> _TEXT PROVIDED_:
[NTLUG:Discuss] SCSI performance question

David Stanaway david at stanaway.net
Mon Oct 27 20:02:11 CDT 2008


If protection is one of their concerns, why have everything strung 
together on one SCSI bus?

You want to have 2 SCSI paths to each piece of data. What if you get a 
bad connector?

Most SAN storage arrays do this pretty well. There is also Equilogic and 
a host of other storage appliance options. DIY with DAS is fine, but do 
any SCSI disk enclosures you have been looking at provide multipath access?


Robert Parkhurst wrote:
> Ah..  They don't need faster storage, they just need something that grows
> since they don't like to delete files (and they have upper-management on
> their side ;-)).
>
> We looked into iSCSI, but management wanted so much "protection" that in the
> end it just got a bad wrap for having too much overhead.  Looking at a new
> solution based on a different tech (SCSI vs. iSCSI) could shed a "new light"
> on it and allow it to get reconfigured so it doesn't have all the overhead
> that the other one had.
>
> The biggest issue is that it needs to scale to a reasonable amount without
> killing performance.
>
>
>
> On Sun, Oct 26, 2008 at 11:36 PM, Robert Pearson <e2eiod at gmail.com> wrote:
>
>   
>> On Sat, Oct 25, 2008 at 4:20 PM, Robert Parkhurst
>> <robert.parkhurst at gmail.com> wrote:
>>     
>>> Ah!  Sorry for not including that information earlier!  I'll try to
>>>       
>> answer
>>     
>>> as best I can..
>>>
>>> The Specs / RAID layout / Drives (etc.) are as follows:
>>>
>>> If I were to go with JetStor, it's got a PCI-X (133MHz) LSI RAID
>>>       
>> controller
>>     
>>> with 256MB cache on it.  The drives are SATA-II (with U320 interface on
>>>       
>> the
>>     
>>> backplane that would be used to connect back to the Linux "head node").
>>>       
>>  The
>>     
>>> enclosure has 16 drives and would be configured for RAID-5 or RAID-6 for
>>> protection...  (Although you could also configure it for other RAID's
>>>       
>> like
>>     
>>> RAID-0).  The unit comes with two U320 LVD connections on the back side.

> _SUPPLIED MATERIAL_:
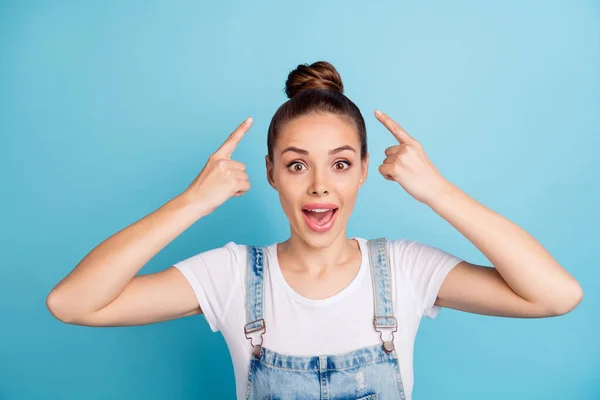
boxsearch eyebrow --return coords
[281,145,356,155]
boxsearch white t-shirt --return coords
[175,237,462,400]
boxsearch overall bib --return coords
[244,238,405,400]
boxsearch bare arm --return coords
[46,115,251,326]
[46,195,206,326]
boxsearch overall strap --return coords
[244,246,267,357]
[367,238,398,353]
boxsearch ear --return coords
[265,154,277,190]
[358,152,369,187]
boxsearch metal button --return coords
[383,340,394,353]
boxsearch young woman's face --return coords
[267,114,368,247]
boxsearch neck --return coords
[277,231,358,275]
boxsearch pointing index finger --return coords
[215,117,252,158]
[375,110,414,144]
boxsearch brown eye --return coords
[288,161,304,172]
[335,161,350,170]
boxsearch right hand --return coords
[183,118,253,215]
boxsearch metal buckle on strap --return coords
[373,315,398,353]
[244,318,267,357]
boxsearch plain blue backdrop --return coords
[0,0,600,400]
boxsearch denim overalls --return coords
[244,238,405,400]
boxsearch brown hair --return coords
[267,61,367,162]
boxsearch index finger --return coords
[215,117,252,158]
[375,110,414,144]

> _TASKS_:
1. From the records, quote word for word everything from the line containing "boxsearch neck --return coords" down to the line containing "[183,118,253,215]", including both of those lines.
2. Continue the SCSI performance thread from the point where it stops.

> _RESPONSE LIST_:
1.
boxsearch neck --return coords
[277,231,358,275]
boxsearch pointing index finger --return coords
[215,117,252,158]
[375,110,414,144]
boxsearch brown eye --return coords
[288,161,304,172]
[335,161,350,170]
boxsearch right hand --return coords
[183,118,253,215]

2.
>>>
>>> The URL is:  http://acnc.com/02_01_jetstor_sata_416s.html
>>>
>>>
>>> The Application / Usage:
>>>
>>> This storage system would be used in a litigation support company.  They
>>>       
>> use
>>     
>>> (windows) software that "cracks" files--the software opens up the files,
>>> extracts the data and meta-data from them, and creates files from that.
>>> Each file gets a tiff image made along with a meta-data file..  So for
>>> example a word document becomes three documents:  the origional word
>>> document, the tiff image and the metadata file for the tiff image.
>>>
>>> There's LOTS of I/O on the system, both reads and writes..  The process
>>>       
>> is
>>     
>>> this:  You get the client data that needs to be cracked for use in the
>>> case..  You save that data to the server, then run the "cracking"
>>>       
>> software
>>     
>>> against it.  The cracking software reads that origional source data,
>>>       
>> cracks
>>     
>>> it, then saves the new files out to a destination (also on the server).
>>>
>>>
>>> Right now they've got a single Linux box with an internal RAID array
>>>       
>> using
>>     
>>> an Areca RAID card to pass through all the drives, then Linux does
>>>       
>> software
>>     
>>> RAID-5 (I asked if they wanted me to make a hardware RAID out of it, but
>>>       
>> my
>>     
>>> boss at the time didn't want to have to rebuild the raid....).  Anyway,
>>> that's shared out to Windows via SMB and the server performs SO well that
>>> ALL work is now done on that server alone vs. before when they had to
>>> distribute the load between multiple windows servers becasue no single
>>> windows server could handle all the reads and writes.   So it got me
>>> thinking that if we went to direct SCSI attached storage, using LVM + XFS
>>> and such we could expand the RAID and still keep the performance that the
>>> Linux box gave without having to throw $$$ at some place like Dell or
>>> NetApp.
>>>
>>> My concern though for doing this would be what are the limits of SCSI in
>>>       
>> a
>>     
>>> configuration like this -- putting 31 x JetStor's (RAID-6) on a single
>>>       
>> PCI-e
>>     
>>> (x8) LSI SCSI Card.  Would it be possible to still get the high
>>>       
>> performance
>>     
>>> or would it be best to limit it to something like 8 x JetStor enclosures
>>>       
>> or
>>     
>>> something?
>>>
>>> Hope this helps and again, thanks for any input!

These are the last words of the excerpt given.